▶ Exercise
In the entries below, filter for the word "shadow" and copy every matching line.

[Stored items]

*** Begin section ***

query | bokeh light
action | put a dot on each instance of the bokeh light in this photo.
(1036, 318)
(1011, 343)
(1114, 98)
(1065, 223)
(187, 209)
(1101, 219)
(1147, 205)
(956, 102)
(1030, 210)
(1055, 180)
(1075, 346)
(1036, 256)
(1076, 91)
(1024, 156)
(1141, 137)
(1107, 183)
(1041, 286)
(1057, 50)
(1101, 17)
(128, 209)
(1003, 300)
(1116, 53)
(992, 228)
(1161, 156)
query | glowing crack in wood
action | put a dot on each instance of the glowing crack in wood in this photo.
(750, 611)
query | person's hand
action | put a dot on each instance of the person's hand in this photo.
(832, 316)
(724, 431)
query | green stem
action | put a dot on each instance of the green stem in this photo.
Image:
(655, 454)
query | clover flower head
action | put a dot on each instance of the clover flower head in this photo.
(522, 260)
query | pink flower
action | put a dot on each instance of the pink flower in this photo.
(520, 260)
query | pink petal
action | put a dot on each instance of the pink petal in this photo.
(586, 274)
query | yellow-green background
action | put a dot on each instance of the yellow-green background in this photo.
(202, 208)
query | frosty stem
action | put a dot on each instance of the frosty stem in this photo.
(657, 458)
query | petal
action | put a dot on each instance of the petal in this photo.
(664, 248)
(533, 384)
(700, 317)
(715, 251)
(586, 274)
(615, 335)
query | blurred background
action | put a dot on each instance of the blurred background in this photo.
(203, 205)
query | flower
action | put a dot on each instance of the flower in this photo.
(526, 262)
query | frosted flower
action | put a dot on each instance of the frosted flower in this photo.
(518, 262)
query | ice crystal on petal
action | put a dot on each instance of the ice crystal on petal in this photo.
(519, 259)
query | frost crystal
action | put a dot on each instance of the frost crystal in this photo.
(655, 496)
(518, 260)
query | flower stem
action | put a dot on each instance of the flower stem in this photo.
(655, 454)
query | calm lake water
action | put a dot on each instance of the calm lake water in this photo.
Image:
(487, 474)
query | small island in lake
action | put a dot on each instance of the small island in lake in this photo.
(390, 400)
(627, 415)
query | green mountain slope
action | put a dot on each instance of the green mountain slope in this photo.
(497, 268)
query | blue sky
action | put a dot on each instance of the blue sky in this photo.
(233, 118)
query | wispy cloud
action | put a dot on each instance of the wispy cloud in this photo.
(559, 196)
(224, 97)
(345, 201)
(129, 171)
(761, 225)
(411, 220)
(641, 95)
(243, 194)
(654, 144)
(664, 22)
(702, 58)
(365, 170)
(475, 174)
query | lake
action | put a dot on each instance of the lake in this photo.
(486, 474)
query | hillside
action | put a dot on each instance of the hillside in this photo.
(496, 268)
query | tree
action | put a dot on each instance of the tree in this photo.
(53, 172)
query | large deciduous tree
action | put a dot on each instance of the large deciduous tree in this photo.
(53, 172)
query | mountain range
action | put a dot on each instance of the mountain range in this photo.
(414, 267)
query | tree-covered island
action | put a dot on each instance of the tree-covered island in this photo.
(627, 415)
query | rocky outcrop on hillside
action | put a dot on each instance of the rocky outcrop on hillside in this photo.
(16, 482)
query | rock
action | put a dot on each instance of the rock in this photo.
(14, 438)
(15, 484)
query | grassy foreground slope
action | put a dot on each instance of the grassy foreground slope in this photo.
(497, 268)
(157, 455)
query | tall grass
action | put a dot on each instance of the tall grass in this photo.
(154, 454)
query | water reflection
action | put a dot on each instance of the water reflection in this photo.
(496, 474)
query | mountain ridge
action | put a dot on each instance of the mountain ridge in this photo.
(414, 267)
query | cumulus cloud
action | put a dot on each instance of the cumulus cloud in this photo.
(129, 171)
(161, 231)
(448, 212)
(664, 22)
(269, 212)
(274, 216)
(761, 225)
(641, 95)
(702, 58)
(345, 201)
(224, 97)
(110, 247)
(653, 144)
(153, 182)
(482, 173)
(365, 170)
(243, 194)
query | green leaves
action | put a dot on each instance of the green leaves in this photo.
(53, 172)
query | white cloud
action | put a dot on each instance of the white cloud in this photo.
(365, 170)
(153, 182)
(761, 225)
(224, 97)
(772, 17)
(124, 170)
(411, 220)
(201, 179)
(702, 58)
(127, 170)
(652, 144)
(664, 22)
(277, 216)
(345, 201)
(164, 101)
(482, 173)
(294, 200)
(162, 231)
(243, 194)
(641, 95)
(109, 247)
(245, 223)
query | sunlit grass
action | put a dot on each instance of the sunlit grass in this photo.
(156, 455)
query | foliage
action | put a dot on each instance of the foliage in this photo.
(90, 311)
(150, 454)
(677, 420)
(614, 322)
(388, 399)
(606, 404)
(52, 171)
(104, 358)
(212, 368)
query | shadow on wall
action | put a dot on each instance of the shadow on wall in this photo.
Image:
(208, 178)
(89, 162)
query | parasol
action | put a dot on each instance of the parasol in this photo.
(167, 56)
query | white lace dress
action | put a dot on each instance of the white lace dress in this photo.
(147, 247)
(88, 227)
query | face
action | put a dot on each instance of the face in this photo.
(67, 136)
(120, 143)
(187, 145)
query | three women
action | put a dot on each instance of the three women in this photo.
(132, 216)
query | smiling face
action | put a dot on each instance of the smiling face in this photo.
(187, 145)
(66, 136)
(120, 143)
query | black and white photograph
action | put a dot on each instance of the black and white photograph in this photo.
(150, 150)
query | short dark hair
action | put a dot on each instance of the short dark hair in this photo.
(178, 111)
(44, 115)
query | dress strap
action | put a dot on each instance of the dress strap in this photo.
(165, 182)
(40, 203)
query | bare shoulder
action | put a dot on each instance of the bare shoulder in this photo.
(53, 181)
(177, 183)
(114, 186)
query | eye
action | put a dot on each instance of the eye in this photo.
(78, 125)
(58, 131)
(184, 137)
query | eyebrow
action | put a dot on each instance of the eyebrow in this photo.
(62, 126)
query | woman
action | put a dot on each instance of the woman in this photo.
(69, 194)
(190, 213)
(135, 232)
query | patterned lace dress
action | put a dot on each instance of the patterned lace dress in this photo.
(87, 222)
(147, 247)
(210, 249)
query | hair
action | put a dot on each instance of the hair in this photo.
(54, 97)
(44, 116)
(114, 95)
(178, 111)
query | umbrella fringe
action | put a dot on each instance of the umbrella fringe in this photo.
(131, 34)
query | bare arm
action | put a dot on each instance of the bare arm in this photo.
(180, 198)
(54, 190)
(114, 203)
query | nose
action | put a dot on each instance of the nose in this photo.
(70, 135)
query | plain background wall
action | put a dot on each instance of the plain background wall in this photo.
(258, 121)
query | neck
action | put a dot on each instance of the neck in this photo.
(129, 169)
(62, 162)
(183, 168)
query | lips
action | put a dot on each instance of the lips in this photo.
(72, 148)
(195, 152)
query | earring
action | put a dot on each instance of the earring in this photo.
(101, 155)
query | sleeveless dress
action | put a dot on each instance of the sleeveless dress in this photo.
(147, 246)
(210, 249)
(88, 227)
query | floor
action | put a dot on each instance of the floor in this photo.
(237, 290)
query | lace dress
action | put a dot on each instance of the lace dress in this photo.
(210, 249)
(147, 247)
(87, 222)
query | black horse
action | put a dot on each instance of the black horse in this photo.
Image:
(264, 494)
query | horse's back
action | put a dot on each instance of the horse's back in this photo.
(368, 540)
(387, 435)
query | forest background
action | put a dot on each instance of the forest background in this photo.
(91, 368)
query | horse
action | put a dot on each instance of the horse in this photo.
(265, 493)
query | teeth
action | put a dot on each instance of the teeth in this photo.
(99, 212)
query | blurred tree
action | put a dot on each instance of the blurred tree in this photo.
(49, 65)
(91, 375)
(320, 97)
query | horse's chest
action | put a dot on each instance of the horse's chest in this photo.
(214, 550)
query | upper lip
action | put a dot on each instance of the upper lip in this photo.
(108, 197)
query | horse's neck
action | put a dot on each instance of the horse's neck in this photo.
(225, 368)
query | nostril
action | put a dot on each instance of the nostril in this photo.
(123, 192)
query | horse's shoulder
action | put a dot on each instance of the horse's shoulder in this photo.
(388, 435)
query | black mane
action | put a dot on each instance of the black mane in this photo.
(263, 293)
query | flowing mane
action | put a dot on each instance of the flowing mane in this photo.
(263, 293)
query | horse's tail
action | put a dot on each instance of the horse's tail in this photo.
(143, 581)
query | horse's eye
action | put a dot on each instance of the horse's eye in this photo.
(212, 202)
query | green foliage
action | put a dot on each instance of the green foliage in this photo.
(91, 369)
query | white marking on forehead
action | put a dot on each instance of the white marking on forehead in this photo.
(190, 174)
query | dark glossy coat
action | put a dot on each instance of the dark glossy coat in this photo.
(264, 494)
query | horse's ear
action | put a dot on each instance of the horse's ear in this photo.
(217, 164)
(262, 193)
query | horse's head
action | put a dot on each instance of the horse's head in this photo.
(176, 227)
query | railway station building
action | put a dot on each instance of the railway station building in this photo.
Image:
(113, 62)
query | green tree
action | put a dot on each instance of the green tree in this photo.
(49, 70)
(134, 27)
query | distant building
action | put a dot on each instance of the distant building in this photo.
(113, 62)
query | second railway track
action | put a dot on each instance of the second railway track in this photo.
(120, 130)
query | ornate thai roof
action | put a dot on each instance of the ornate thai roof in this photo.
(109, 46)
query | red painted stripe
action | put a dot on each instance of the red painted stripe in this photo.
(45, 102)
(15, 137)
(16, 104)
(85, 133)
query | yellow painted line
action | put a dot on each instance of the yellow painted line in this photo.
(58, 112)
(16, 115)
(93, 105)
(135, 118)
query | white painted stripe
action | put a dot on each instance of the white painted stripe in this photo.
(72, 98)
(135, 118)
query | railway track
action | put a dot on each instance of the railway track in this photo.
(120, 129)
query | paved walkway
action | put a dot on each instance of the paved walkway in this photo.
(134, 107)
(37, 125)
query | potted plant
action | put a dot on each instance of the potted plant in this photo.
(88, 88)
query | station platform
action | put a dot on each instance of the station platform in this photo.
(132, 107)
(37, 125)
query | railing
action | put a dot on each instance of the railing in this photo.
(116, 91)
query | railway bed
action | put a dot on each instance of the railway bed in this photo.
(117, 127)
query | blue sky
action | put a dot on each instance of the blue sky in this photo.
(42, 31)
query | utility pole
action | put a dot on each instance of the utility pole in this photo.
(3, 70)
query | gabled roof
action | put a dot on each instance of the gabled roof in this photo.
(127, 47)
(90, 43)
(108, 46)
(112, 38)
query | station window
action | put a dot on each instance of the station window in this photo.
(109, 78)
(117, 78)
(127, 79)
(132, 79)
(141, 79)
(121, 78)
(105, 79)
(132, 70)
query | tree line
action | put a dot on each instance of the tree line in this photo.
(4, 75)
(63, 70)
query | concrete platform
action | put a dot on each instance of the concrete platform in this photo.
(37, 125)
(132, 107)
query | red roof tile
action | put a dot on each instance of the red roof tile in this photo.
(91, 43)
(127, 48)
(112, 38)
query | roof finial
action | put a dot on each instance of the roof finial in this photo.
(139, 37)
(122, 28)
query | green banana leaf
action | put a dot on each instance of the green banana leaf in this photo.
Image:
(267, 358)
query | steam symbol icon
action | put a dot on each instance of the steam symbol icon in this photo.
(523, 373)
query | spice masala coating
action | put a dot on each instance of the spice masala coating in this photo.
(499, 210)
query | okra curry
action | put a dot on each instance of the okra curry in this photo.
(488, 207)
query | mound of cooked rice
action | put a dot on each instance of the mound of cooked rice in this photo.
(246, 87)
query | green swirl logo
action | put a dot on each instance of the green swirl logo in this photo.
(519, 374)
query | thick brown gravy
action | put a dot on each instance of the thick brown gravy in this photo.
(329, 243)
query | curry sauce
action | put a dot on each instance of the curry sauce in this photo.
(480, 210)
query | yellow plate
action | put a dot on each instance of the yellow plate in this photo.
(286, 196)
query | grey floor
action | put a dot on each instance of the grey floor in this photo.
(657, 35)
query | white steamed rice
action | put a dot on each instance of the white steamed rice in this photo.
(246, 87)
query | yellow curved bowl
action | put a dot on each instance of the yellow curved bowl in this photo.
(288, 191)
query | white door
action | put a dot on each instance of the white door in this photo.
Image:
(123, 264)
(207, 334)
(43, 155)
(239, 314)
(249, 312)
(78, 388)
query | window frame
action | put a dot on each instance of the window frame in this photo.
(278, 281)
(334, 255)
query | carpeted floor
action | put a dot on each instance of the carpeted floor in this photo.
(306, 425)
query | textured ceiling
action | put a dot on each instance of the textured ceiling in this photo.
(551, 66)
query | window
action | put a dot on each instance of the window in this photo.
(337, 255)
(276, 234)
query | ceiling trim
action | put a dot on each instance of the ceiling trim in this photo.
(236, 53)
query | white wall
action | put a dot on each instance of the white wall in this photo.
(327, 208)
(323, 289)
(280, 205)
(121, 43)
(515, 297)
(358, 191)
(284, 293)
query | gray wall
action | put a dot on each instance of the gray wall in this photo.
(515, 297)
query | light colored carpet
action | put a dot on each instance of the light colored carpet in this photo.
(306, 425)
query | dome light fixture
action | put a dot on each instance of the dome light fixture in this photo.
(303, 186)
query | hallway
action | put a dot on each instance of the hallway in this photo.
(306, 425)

*** End section ***

▶ Your solution
query | shadow on wall
action | put a dot on each instance of the shadow on wall in this photo.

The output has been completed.